─── Text under study ───

Mask Framework: De-identifying unstructured free-text medical data

Privacy protection through data protection and screening is very important in today’s information dominant world. For structured data involving a formatted repository in a database, it a simple matter. However, unstructured quantitative data, requires more sophisticated methods of processing and analysis.

For many organizations, dealing with unstructured data is a prominent part of their operation. Therefore finding a means of analysing and de-identifying confidential information from their data-sets is a crucial undertaking. One such organization, facing the complex challenge of organizing and analyzing their unstructured data turned to Evenset’s machine learning specialities to find a solution. 

Initially, a SAS based macro system was developed to de-identify (encode) text-based results. The system was a rule-based application aimed at identifying and masking individual name, post box number, phone number, email address, any 10-digit number (OHIP or SIN), unit/apartment number, postal code, and street number. The system was an answer to the immediate needs, however, it lacked complex analysis techniques using applied data science for more efficient and accurate use. 

Our Solution

Evenset came on-board to enhance the processes and build an open-source platform that could be used to de-identify private information for flexible masking of personal information, ensuring that de-identified medical text still contained enough information to facilitate research. Evenset software specialists began a large scale cataloguing of information and identifiers to cover all fields of data comprehension and scenario analysis.

The next step was devising a de-identification system that would assess the different types of personal identifiers in free text data, the ideal approach to masking and disclosure risk analysis on the data.  Evenset takes great pride in building solutions that upgrade and update the methods of others, bringing forth a new age of ability, efficiency and security.

─── Dataset extract ───

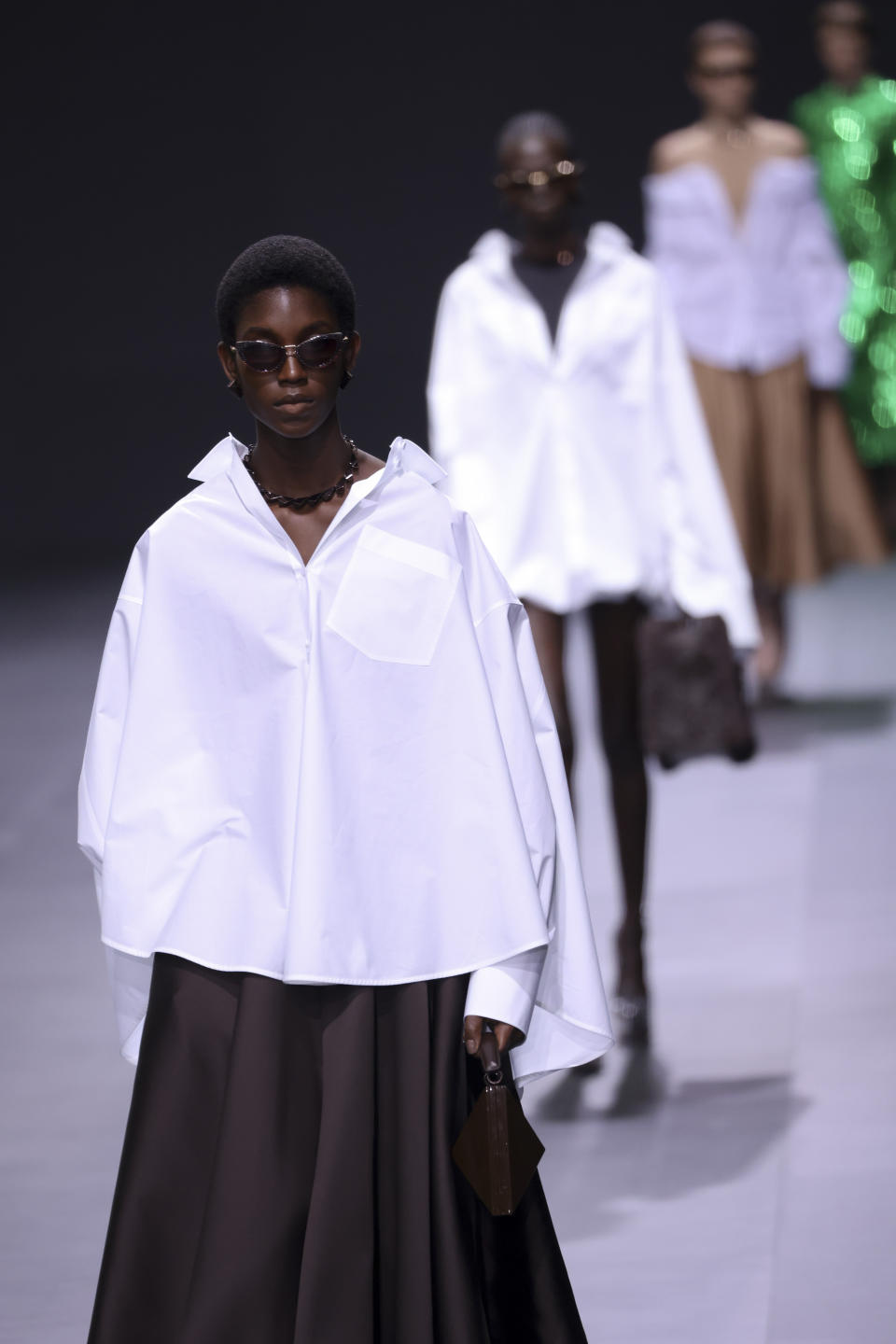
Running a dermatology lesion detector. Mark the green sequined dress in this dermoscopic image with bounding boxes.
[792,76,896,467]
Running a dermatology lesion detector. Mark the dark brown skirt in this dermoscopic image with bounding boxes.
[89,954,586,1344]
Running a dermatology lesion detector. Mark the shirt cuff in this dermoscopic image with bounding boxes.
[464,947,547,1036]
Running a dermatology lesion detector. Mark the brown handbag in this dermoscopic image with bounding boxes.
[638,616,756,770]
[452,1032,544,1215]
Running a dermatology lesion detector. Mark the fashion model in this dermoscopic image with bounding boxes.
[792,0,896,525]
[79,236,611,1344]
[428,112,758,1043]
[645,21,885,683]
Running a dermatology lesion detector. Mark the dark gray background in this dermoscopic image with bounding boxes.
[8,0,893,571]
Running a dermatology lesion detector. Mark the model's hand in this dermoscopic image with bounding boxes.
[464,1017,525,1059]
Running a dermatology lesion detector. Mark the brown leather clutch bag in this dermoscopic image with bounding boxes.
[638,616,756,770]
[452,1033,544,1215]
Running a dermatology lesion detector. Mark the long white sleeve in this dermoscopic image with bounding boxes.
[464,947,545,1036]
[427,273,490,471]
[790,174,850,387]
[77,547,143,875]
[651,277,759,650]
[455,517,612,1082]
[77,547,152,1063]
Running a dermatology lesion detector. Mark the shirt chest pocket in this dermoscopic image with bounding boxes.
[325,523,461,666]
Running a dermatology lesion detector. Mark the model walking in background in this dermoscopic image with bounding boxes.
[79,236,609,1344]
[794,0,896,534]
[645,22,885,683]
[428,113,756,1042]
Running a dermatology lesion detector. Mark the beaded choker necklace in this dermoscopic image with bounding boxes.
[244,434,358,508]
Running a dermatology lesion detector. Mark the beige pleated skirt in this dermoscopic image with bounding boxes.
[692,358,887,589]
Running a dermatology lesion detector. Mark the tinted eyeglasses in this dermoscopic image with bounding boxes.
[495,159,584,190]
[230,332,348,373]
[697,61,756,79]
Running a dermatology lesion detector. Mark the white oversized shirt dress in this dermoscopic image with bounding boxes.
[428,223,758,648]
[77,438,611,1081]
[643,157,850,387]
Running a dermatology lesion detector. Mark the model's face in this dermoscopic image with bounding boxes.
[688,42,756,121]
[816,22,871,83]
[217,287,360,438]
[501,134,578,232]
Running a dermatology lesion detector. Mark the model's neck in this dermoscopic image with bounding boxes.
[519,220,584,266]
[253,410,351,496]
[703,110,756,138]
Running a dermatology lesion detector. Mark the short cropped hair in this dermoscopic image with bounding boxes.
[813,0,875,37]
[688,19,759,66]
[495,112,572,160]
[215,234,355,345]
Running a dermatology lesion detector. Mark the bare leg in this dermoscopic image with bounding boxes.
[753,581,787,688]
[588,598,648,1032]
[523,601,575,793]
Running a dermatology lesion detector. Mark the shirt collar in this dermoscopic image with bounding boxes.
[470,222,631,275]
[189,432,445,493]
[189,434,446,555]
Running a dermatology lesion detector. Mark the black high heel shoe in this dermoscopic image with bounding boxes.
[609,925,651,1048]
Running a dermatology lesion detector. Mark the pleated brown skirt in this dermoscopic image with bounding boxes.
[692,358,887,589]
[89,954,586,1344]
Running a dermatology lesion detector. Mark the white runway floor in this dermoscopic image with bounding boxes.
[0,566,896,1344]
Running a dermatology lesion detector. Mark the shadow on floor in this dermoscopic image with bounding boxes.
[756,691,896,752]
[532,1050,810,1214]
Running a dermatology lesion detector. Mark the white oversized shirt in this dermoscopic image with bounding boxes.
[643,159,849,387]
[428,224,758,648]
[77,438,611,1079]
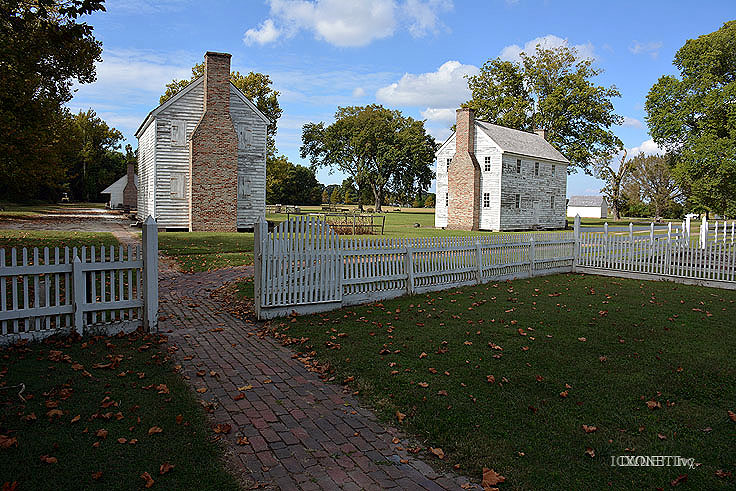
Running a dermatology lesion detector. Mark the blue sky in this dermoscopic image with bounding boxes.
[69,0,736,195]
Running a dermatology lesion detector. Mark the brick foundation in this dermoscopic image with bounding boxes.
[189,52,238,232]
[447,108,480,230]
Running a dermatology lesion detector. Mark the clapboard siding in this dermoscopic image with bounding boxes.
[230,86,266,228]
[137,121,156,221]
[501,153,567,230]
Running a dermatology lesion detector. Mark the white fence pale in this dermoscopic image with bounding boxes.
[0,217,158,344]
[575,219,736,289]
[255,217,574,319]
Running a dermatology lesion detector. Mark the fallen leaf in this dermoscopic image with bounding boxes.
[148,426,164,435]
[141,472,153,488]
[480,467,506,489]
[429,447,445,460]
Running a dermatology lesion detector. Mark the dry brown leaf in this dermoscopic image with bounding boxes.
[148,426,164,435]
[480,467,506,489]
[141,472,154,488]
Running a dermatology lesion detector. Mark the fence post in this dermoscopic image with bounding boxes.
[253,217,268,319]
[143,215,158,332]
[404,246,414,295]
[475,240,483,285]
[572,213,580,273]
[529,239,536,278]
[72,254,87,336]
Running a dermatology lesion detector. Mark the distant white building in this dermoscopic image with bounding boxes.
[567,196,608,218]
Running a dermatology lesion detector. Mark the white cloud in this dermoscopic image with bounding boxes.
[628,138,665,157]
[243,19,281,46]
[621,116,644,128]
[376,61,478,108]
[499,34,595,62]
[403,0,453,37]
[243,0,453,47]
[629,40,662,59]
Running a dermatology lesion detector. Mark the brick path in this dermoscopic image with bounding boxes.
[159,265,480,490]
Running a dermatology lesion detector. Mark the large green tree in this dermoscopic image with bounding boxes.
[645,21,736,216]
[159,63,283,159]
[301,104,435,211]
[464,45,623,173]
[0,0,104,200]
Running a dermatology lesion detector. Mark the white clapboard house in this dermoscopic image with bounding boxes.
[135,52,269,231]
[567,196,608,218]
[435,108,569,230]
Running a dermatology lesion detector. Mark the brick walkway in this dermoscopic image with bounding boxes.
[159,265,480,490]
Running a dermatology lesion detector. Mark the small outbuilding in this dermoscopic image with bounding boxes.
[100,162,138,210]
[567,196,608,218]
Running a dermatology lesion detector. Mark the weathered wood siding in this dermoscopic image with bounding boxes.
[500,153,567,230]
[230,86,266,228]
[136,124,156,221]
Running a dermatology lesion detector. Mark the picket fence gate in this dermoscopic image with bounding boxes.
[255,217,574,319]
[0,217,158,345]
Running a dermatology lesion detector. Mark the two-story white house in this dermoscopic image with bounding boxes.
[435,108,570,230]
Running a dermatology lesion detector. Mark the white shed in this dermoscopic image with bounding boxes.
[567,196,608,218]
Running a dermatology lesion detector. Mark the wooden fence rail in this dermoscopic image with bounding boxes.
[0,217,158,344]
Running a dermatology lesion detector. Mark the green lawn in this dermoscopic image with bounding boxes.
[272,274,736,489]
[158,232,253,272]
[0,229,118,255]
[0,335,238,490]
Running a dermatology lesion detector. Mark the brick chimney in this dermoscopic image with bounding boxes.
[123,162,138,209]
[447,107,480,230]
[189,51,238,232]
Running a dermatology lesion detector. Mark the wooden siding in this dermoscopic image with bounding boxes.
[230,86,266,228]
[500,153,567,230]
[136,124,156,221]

───
─── Dataset extract ───

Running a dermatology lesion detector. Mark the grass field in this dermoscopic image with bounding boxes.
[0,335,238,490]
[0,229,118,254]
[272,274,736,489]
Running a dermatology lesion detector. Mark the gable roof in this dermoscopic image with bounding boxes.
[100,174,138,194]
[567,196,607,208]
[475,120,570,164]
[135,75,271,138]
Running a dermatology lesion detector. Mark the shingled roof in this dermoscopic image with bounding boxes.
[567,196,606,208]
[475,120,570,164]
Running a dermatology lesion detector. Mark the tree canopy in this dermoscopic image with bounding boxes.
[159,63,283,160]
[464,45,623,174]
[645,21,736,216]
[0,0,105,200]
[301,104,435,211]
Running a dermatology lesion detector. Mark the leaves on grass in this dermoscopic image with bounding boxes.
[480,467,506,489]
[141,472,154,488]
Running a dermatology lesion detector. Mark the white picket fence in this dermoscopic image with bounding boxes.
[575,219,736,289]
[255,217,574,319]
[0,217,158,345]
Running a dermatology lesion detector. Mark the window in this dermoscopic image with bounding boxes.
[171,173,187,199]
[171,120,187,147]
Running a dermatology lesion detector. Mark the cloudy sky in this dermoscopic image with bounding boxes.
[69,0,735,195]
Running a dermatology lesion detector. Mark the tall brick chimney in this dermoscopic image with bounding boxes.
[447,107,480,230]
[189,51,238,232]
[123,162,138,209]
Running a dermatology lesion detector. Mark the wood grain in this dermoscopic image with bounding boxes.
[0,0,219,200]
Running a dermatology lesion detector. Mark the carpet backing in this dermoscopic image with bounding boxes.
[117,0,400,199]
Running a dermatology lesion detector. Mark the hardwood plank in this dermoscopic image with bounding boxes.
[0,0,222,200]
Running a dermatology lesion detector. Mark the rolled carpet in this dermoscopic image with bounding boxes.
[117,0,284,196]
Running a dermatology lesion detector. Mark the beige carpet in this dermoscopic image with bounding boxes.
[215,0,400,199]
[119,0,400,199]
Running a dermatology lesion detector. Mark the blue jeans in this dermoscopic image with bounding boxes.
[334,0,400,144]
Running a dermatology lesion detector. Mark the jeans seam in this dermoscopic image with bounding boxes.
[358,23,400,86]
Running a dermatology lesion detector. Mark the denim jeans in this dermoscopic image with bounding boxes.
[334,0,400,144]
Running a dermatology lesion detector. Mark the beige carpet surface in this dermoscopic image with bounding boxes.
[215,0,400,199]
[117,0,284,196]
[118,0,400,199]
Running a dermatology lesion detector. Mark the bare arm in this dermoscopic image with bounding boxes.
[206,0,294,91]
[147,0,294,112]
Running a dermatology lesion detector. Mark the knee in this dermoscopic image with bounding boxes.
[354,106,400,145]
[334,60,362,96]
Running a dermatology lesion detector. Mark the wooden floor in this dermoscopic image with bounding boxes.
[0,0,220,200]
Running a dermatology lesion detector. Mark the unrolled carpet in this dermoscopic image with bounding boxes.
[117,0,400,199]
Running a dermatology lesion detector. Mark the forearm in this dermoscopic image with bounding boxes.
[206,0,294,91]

───
─── Dataset extract ───

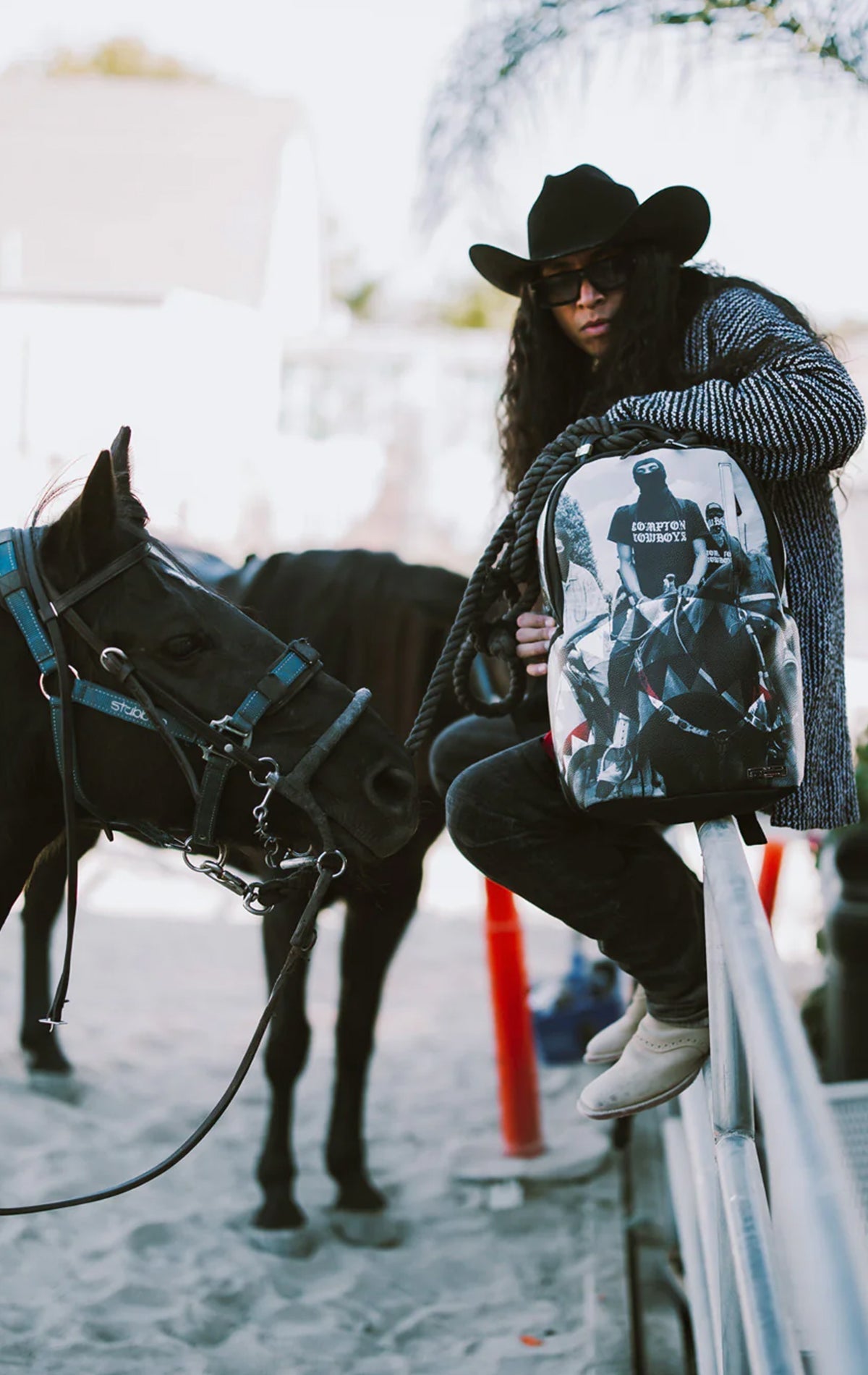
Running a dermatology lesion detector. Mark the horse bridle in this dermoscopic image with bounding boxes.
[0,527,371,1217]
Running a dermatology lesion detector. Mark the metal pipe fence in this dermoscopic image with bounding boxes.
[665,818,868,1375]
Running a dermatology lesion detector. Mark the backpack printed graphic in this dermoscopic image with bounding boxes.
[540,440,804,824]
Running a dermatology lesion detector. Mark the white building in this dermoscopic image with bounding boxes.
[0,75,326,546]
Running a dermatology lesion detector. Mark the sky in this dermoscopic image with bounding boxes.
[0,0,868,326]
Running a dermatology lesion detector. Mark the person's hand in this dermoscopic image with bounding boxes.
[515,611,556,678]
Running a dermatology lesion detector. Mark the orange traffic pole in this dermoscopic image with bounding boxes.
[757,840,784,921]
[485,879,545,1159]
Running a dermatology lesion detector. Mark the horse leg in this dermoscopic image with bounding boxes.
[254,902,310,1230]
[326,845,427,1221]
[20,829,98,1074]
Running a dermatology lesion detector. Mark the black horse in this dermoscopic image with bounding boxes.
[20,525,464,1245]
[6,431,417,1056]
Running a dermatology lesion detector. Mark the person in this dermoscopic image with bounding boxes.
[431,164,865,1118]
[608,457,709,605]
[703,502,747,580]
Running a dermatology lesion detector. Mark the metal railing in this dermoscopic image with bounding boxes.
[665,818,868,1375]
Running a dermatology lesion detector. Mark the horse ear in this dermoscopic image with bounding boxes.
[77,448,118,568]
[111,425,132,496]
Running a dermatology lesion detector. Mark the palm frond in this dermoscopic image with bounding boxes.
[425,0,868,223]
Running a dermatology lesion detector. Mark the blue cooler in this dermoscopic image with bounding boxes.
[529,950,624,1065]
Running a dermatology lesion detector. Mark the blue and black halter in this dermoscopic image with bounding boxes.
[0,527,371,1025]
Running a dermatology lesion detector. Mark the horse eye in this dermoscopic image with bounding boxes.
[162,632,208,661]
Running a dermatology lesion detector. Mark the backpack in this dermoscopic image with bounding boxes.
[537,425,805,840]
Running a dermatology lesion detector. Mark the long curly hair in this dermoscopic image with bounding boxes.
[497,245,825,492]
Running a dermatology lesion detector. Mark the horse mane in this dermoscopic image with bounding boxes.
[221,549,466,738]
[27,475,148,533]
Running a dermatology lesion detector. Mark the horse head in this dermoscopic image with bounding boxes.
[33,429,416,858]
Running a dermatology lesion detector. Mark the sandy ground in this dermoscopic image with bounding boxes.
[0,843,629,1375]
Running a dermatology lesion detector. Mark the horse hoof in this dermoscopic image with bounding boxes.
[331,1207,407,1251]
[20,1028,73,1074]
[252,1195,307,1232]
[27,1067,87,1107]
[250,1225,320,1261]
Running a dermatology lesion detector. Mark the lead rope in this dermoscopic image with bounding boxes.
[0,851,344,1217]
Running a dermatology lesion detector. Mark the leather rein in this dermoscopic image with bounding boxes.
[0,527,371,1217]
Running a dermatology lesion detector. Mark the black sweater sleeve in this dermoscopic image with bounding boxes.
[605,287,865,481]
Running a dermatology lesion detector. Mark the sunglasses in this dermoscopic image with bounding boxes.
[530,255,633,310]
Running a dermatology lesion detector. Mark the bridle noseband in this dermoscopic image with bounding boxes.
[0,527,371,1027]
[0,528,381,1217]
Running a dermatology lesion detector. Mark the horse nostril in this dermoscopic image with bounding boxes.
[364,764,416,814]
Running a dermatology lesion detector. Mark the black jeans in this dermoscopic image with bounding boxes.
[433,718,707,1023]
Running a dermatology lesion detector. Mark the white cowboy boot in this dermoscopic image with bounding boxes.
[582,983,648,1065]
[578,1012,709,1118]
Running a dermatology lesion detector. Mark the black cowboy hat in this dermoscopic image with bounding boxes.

───

Tasks to carry out
1. Translate this sentence from the Mask Framework text into Spanish: "Evenset software specialists began a large scale cataloguing of information and identifiers to cover all fields of data comprehension and scenario analysis."
2. Duplicate the section of the Mask Framework text that begins with the words containing "Mask Framework: De-identifying" and ends with "find a solution.".
3. Answer these questions using the Mask Framework text.
(a) On what was the initial macro system for de-identifying text-based results based?
(b) What kind of platform did Evenset build?
(c) Which two identifiers are given in parentheses as kinds of 10-digit numbers?

Answers to the exercises
1. Los especialistas en software de Evenset comenzaron una catalogación a gran escala de información e identificadores para cubrir todos los campos de comprensión de datos y análisis de escenarios.

2.
Mask Framework: De-identifying unstructured free-text medical data

Privacy protection through data protection and screening is very important in today’s information dominant world. For structured data involving a formatted repository in a database, it a simple matter. However, unstructured quantitative data, requires more sophisticated methods of processing and analysis.

For many organizations, dealing with unstructured data is a prominent part of their operation. Therefore finding a means of analysing and de-identifying confidential information from their data-sets is a crucial undertaking. One such organization, facing the complex challenge of organizing and analyzing their unstructured data turned to Evenset’s machine learning specialities to find a solution.

3.
(a) It was SAS based.
(b) It built an open-source platform.
(c) OHIP and SIN.